Trapezoidal rule

This article is about the quadrature rule for approximating integrals. For the implicit trapezoidal rule for solving initial value problems, see Trapezoidal rule (differential equations). For the explicit trapezoidal rule for solving initial value problems, see Heun's method.
The function f(x) (in blue) is approximated by a linear function (in red).
An animation showing how the trapezoidal rule approximation improves with more strips.

In mathematics, and more specifically in numerical analysis, the trapezoidal rule (also known as the trapezoid rule or trapezium rule) is a technique for approximating the definite integral

 \int_{a}^{b} f(x)\,dx.

The trapezoidal rule works by approximating the region under the graph of the function f(x) as a trapezoid and calculating its area. It follows that

 \int_{a}^{b} f(x)\, dx \approx (b-a) \left[\frac{f(a) + f(b)}{2} \right].

History

A 2016 paper reports that the trapezoid rule was in use in Babylon before 50 BC for integrating the velocity of Jupiter along the ecliptic.[1]

Applicability and alternatives

The trapezoidal rule is one of a family of formulas for numerical integration called Newton–Cotes formulas, of which the midpoint rule is similar to the trapezoid rule. Simpson's rule is another member of the same family, and in general has faster convergence than the trapezoidal rule for functions which are twice continuously differentiable, though not in all specific cases. However for various classes of rougher functions (ones with weaker smoothness conditions), the trapezoidal rule has faster convergence in general than Simpson's rule.[2]

Moreover, the trapezoidal rule tends to become extremely accurate when periodic functions are integrated over their periods, which can be analyzed in various ways.[3][4]

For non-periodic functions, however, methods with unequally spaced points such as Gaussian quadrature and Clenshaw–Curtis quadrature are generally far more accurate; Clenshaw–Curtis quadrature can be viewed as a change of variables to express arbitrary integrals in terms of periodic integrals, at which point the trapezoidal rule can be applied accurately.

Shape outline entries
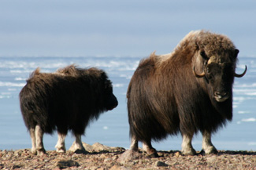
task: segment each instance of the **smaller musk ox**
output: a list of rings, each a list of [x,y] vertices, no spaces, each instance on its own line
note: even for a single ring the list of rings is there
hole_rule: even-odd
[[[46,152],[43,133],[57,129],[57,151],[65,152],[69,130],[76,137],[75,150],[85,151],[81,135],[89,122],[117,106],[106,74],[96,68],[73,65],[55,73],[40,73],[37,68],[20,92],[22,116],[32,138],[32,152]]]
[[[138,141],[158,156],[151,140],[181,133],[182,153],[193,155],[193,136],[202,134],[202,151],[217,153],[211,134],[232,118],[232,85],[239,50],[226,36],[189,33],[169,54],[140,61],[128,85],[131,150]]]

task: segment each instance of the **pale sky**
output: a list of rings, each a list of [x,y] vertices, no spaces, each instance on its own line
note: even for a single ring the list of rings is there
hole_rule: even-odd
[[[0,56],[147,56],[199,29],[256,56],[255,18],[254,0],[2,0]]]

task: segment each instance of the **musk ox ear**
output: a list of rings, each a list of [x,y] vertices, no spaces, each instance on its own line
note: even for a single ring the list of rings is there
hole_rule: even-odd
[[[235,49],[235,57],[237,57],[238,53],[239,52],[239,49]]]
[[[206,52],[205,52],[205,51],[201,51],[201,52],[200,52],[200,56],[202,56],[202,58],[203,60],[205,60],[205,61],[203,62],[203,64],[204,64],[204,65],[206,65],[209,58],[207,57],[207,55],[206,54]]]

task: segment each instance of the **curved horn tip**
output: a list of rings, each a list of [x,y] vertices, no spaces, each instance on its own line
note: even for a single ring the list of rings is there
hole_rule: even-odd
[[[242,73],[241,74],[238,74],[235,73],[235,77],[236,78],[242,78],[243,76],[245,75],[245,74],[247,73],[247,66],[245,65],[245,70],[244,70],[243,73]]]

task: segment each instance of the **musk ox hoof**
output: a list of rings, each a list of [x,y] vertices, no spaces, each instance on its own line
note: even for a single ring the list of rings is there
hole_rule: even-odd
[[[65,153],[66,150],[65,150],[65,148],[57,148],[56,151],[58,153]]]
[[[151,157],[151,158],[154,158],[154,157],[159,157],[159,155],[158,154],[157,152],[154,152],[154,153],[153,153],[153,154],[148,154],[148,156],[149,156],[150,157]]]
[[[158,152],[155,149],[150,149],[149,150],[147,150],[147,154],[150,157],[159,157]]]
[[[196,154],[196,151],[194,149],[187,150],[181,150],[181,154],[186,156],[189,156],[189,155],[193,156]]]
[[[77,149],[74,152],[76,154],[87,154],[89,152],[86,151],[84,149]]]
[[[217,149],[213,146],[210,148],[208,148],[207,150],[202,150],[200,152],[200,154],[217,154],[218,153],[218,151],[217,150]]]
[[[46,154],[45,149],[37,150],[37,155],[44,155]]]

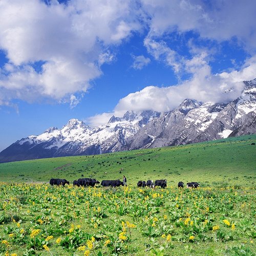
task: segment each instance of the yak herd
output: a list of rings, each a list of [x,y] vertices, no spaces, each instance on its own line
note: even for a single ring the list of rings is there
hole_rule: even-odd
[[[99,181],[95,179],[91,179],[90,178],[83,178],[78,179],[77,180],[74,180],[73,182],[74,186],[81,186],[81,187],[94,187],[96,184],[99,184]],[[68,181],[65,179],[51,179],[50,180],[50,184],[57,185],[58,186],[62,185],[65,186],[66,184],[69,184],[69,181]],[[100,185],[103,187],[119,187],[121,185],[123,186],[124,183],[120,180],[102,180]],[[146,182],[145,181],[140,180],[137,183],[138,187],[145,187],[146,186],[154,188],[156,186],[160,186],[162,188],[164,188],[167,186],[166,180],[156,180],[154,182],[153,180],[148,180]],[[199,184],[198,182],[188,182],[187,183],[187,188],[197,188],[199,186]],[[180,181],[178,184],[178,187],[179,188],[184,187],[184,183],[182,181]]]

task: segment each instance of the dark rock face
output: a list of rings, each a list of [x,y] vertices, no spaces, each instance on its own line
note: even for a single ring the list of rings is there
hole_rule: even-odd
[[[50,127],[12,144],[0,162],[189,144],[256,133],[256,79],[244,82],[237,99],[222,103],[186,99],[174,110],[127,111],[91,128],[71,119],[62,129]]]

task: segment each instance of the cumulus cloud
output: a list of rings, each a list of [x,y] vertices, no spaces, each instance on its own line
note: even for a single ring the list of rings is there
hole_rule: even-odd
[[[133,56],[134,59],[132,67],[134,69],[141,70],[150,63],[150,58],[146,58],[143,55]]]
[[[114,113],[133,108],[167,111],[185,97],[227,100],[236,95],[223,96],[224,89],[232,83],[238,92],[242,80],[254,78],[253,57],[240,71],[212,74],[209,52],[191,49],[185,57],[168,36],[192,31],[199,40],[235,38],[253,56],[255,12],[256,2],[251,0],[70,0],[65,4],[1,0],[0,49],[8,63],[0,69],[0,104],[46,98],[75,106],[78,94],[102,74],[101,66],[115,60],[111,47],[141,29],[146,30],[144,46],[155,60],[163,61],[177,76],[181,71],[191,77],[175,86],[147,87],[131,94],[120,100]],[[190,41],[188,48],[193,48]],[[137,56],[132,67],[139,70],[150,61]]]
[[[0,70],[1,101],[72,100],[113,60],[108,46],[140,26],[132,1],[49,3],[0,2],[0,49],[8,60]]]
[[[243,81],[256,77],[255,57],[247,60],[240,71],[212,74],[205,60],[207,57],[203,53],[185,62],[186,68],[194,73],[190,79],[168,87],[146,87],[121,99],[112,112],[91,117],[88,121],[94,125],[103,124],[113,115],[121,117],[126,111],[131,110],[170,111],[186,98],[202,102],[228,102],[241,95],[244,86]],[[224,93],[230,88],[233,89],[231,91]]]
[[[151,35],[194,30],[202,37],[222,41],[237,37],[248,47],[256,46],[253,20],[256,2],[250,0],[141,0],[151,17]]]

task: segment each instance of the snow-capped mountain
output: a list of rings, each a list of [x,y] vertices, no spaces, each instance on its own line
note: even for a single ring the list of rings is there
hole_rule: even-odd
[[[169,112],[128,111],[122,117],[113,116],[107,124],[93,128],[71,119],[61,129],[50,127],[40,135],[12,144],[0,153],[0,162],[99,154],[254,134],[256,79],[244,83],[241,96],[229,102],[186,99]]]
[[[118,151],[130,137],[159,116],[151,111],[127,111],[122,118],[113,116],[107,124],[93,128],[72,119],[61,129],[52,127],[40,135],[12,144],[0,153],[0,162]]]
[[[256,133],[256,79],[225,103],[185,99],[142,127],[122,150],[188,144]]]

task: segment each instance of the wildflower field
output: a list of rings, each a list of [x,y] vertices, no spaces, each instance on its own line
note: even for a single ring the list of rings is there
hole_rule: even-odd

▸ Stated exercise 1:
Locate each line in the rows that contains the string "task" and copy it out. Case matters.
▸ Stated exercise 2:
Pick up the article on the trapezoidal rule after its final sentence and continue it.
The rows bear no relation to the article on the trapezoidal rule.

▸ Written response 1:
task: segment each instance of the **smaller musk ox**
task: segment each instance of the **pale sky**
task: segment each instance of the **musk ox ear**
task: segment each instance of the **curved horn tip**
task: segment each instance of the **musk ox hoof**
task: segment each instance of the yak herd
task: segment each instance of the dark rock face
task: segment each instance of the cumulus cloud
task: segment each instance of the snow-capped mountain
task: segment each instance of the wildflower field

▸ Written response 2:
Numerical implementation

Illustration of trapezoidal rule used on a sequence of samples (in this case, a non-uniform grid).

Uniform grid

For a domain discretized into N equally spaced panels, or N+1 grid points a = x1 < x2 < ... < xN+1 = b, where the grid spacing is h=(b-a)/N, the approximation to the integral becomes

 \int_{a}^{b} f(x)\, dx \approx \frac{h}{2} \sum_{k=1}^{N} \left( f(x_{k+1}) + f(x_{k}) \right) {}= \frac{b-a}{2N}(f(x_1) + 2f(x_2) + 2f(x_3) + 2f(x_4) + \dotsb + 2f(x_N) + f(x_{N+1})).

Non-uniform grid

When the grid spacing is non-uniform, one can use the formula

 \int_{a}^{b} f(x)\, dx \approx \frac{1}{2} \sum_{k=1}^{N-1} \left( x_{k+1} - x_{k} \right) \left( f(x_{k+1}) + f(x_{k}) \right).

Error analysis

The error of the composite trapezoidal rule is the difference between the value of the integral and the numerical result:

 \text{error} = \int_a^b f(x)\,dx - \frac{b-a}{N} \left[ {f(a) + f(b) \over 2} + \sum_{k=1}^{N-1} f \left( a+k \frac{b-a}{N} \right) \right]

There exists a number ξ between a and b, such that[5]

 \text{error} = -\frac{(b-a)^3}{12N^2} f''(\xi)

It follows that if the integrand is concave up (and thus has a positive second derivative), then the error is negative and the trapezoidal rule overestimates the true value. This can also be seen from the geometric picture: the trapezoids include all of the area under the curve and extend over it. Similarly, a concave-down function yields an underestimate because area is unaccounted for under the curve, but none is counted above. If the interval of the integral being approximated includes an inflection point, the error is harder to identify.

In general, three techniques are used in the analysis of error:[6]

  1. Fourier series
  2. Residue calculus
  3. Euler–Maclaurin summation formula:[7][8]

An asymptotic error estimate for N → ∞ is given by

 \text{error} = -\frac{(b-a)^2}{12N^2} \big[ f'(b)-f'(a) \big] + O(N^{-3}).

Further terms in this error estimate are given by the Euler–Maclaurin summation formula.

It is argued that the speed of convergence of the trapezoidal rule reflects and can be used as a definition of classes of smoothness of the functions.[3]

Periodic functions

The trapezoidal rule often converges very quickly for periodic functions.[4] This can be explained intuitively as:

When the function is periodic and one integrates over one full period, there are about as many sections of the graph that are concave up as concave down, so the errors cancel.[6]

In the error formula above, f'(a) = f'(b), and only the O(N−3) term remains.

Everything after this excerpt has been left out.